* **Set problem**
Rewrite the listing with every "camouflage trousers" switched to "camo pants", keeping everything else the same.

* **A run of records**
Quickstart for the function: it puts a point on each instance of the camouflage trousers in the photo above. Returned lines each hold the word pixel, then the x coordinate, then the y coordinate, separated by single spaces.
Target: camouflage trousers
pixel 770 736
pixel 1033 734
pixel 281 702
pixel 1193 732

* **Answer to this task**
Quickstart for the function: it puts a point on each instance of the camo pants in the photo above. Returned lines each hold the word pixel, then the x coordinate, then the y coordinate, separated by single spaces.
Target: camo pants
pixel 770 736
pixel 1033 734
pixel 281 702
pixel 1193 732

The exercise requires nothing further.